=== Section Start ===

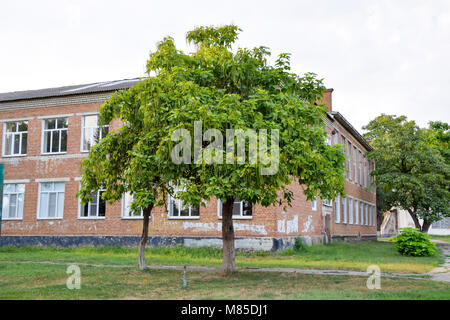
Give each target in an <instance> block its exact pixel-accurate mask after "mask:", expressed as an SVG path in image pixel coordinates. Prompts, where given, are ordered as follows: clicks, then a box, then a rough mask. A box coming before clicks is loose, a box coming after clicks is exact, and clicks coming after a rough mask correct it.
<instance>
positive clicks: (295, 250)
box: [294, 237, 307, 252]
mask: <svg viewBox="0 0 450 320" xmlns="http://www.w3.org/2000/svg"><path fill="white" fill-rule="evenodd" d="M306 247H307V246H306V244H305V242H304V241H303V240H302V238H300V237H297V238H295V243H294V250H295V251H296V252H301V251H306Z"/></svg>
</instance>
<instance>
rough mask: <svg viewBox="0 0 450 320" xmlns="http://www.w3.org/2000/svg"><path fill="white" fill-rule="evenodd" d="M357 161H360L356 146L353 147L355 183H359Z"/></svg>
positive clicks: (353, 157) (353, 163) (357, 161)
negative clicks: (358, 156)
mask: <svg viewBox="0 0 450 320" xmlns="http://www.w3.org/2000/svg"><path fill="white" fill-rule="evenodd" d="M357 163H358V152H357V150H356V147H355V146H354V147H353V171H354V172H355V183H358V178H359V176H358V170H357Z"/></svg>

=== Section End ===

Each line that contains "positive" is to be copied from the listing above.

Written solution:
positive clicks: (295, 250)
positive clicks: (353, 157) (353, 163) (357, 161)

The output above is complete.